-- Begin --

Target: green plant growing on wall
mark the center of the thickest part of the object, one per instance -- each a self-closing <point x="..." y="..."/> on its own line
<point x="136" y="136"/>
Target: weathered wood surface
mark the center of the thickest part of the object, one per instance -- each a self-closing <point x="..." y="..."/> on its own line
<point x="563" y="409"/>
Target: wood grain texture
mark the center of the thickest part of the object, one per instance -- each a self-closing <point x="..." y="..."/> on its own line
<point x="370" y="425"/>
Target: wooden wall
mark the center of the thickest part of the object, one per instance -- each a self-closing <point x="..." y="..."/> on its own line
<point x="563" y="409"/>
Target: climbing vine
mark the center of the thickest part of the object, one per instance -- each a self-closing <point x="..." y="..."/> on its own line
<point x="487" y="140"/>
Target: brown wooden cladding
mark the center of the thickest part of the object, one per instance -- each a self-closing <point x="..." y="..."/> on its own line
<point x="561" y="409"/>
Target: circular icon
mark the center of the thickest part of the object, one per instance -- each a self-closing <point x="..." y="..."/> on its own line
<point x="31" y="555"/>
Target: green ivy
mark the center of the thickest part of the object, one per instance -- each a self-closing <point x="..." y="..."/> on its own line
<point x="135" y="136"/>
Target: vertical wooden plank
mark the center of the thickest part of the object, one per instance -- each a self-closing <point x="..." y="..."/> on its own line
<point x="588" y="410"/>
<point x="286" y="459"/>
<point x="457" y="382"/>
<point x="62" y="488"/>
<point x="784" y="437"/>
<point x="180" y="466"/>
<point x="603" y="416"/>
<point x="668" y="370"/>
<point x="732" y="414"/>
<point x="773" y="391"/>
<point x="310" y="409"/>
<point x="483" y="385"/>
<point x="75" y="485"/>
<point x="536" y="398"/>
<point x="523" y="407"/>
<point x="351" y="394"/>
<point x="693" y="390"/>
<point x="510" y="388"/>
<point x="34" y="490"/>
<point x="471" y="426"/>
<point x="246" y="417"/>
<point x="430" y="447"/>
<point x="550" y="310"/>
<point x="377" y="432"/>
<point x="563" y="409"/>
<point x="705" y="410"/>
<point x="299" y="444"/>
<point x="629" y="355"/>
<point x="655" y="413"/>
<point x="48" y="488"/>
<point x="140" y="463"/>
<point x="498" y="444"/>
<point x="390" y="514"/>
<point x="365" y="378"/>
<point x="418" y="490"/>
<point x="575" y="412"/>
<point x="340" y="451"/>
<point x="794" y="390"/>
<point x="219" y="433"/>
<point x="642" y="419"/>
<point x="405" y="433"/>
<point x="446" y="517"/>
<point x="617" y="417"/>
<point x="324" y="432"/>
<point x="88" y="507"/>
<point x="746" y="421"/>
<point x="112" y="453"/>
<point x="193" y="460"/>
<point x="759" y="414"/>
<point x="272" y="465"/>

-- End --

§ **THE PROBLEM**:
Copy every line of the data above that contains the word "green".

§ **CORRECT ANSWER**:
Target: green plant growing on wall
Target: green ivy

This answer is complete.